** BEGIN Provided text **

In each of the five Lake cases there was a carved out oil payment in a single property from which the oil payment was to be satisfied; the property was assigned for the period necessary to satisfy the payment, and thereafter reverted to the assignor. Here, there is no reversion. Here, the royalty interest and the production payment are two distinct, different, separate properties. The production payment does not bear on the overriding royalty interest; the taxpayer will have that interest as long as the lease is in effect and it is payable without limit as to amount. This concept of an oil interest as a separate property distinct from other interests in the same tract has been the established view of the Treasury for many years. See U.S. Treasury Regulations, Section 1.614-1); Regulations 111, Section 29.23(m)-1(i); G.C.M. 22106, 1941-- C.B. 245; G.C.M. 24094, 1944-- C.B. 250. As I read Lake, the decision does not apply to a taxpayer's assignment of his entire interest in a distinct property separate from the royalty interest and to which the assignor has no right of reversion.

** END Provided text **
** BEGIN Task material **

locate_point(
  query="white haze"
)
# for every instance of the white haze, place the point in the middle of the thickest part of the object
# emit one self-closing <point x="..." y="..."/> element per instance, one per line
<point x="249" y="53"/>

** END Task material **

▶ Complete the following
**1)** In the tax passage, why does the author say the Lake decision does not apply to this taxpayer?
**2)** Rewrite every line of the entry, including its request, and offset each point coordinate in the answer by 138.

▶ Answers below
**1)** In each Lake case, the oil payment was carved out of a single property, which went back to the assignor once the payment was satisfied. Here there is no reversion, because the royalty interest and the production payment are separate, distinct properties. The taxpayer assigned an entire interest in a property that is separate from the royalty interest and that the assignor has no right to get back.

**2)**
locate_point(
  query="white haze"
)
# for every instance of the white haze, place the point in the middle of the thickest part of the object
# emit one self-closing <point x="..." y="..."/> element per instance, one per line
<point x="387" y="191"/>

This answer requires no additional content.